* Start Passage to read *

Head, Research at FSL Securities, Chiazor Victor, said, “The aggressive push for loans in this kind of environment indicates that banks are positioning for long-term growth, despite short-term volatility.  Tier-1 banks have the capacity to absorb shocks and are using targeted lending to boost earnings and deepen their market share.”

A banker at one of the tier-1 banks who preferred to remain unnamed, said, “Retail lending has become increasingly important. Even though interest rates are high, many individuals and SMEs are seeking capital to hedge against inflation or to finance stock ahead of the mid-year period.”

The CBN’s decision to hold interest rates steady reflects a difficult balancing act between controlling inflation and supporting growth. With reforms in fuel subsidy removal, exchange rate unification, and rising utility tariffs squeezing household incomes and increasing business costs, the central bank has faced pressure to either tighten further or stimulate credit flow.

While inflation has remained elevated due to supply-side factors and imported inflation, there is growing concern that tight monetary policy might restrain economic recovery. However, the latest lending figures suggest that top banks are, so far, undeterred.

Despite the resilience shown in Q1, Victor noted that risks remain. “Non-performing loan (NPL) ratios could rise if inflation continues to erode purchasing power or if GDP growth slows in the second quarter. Also, smaller banks without the same capital strength may not be able to sustain similar levels of lending”, he explained.

Still, the Q1 loan surge signals cautious optimism within the banking sector. With the federal government projecting modest growth in 2025 and promising further support for SMEs and export-led industries, banks are likely to remain active players in the credit market provided macroeconomic stability can be sustained.

* End Passage to read *

▶ **Work to do**
1: Please reproduce part of the bank lending passage word for word, starting with "While inflation has" and going on through "so far, undeterred.".
2: In the bank lending passage, what position does Chiazor Victor hold?
The rows aren't needed for anything here.

* Start Data provided *

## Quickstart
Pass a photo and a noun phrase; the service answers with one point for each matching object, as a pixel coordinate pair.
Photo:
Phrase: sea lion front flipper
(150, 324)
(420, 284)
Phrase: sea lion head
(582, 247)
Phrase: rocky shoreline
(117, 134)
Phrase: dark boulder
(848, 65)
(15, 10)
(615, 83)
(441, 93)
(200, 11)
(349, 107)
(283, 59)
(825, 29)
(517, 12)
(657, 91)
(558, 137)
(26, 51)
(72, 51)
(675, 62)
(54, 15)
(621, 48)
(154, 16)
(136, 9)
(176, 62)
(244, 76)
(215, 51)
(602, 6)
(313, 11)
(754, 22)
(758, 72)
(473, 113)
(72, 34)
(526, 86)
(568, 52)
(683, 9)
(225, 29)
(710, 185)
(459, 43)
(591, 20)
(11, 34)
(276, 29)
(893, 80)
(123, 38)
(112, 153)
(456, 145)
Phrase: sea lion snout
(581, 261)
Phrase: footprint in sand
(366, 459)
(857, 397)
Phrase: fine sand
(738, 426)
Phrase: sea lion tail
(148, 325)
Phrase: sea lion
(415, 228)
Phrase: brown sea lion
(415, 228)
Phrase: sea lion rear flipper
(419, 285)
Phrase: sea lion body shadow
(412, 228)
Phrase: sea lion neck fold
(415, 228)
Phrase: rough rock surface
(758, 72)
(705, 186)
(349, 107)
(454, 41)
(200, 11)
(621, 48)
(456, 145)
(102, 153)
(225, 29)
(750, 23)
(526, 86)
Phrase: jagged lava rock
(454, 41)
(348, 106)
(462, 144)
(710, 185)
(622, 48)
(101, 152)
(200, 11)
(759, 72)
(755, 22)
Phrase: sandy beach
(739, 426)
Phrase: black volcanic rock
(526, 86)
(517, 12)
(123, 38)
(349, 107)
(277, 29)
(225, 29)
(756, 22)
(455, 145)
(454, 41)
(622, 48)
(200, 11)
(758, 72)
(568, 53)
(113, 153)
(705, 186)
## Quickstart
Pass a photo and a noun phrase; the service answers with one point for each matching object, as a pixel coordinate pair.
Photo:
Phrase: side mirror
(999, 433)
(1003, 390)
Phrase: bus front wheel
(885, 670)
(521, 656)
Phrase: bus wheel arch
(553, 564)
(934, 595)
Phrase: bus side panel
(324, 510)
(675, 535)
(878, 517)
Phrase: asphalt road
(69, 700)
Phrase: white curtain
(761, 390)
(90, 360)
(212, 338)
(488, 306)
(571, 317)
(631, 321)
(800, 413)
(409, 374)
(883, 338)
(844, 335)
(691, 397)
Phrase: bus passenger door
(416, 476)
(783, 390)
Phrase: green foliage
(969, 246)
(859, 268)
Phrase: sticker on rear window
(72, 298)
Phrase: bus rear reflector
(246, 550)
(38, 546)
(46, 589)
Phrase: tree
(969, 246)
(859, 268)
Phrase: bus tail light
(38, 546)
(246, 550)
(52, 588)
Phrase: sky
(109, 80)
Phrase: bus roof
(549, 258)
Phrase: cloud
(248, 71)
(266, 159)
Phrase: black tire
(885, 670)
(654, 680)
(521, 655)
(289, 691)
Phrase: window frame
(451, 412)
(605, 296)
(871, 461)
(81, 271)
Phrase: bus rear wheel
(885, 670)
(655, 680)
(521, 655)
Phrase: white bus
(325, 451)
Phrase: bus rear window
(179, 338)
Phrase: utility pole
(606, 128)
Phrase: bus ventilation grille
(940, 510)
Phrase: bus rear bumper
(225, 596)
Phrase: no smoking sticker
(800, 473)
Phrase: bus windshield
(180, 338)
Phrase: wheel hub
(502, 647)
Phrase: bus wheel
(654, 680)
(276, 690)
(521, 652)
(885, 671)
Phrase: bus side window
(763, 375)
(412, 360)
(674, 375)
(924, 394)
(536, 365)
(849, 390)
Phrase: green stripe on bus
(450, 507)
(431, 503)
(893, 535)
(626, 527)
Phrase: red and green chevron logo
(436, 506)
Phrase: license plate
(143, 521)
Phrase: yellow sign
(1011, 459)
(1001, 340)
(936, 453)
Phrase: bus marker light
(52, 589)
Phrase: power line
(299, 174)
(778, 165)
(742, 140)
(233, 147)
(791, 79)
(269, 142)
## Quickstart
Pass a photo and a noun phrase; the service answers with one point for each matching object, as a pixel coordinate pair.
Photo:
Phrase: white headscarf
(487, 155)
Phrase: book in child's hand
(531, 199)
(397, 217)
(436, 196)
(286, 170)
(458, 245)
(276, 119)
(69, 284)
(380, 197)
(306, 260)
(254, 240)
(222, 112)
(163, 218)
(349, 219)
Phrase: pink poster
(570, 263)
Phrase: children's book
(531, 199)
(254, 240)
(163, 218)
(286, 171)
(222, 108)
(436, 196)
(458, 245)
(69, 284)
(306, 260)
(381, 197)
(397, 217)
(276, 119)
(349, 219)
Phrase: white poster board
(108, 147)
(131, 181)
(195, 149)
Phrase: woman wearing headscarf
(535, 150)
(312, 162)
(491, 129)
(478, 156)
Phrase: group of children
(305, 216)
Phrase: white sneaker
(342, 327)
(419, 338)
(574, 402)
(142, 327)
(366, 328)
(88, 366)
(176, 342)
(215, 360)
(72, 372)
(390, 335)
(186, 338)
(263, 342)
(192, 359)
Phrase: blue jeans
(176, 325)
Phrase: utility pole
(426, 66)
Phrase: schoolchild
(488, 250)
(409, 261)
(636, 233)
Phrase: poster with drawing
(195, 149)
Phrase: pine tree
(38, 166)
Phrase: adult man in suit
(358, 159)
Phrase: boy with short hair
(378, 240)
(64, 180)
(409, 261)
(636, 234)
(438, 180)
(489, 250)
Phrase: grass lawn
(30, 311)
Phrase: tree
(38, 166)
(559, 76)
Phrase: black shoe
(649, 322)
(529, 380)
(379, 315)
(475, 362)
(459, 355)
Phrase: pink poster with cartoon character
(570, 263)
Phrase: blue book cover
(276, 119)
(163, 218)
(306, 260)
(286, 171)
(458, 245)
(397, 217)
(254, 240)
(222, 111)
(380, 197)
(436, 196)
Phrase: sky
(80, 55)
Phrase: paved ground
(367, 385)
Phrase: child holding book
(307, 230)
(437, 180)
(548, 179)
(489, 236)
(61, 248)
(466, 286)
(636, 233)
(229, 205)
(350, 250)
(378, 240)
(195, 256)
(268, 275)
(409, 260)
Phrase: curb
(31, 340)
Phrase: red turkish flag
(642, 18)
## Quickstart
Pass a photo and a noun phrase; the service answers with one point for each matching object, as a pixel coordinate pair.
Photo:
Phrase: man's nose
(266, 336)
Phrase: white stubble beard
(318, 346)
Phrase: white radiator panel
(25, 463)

* End Data provided *

▶ **Task solutions**
1:
While inflation has remained elevated due to supply-side factors and imported inflation, there is growing concern that tight monetary policy might restrain economic recovery. However, the latest lending figures suggest that top banks are, so far, undeterred.

2: Head of Research at FSL Securities.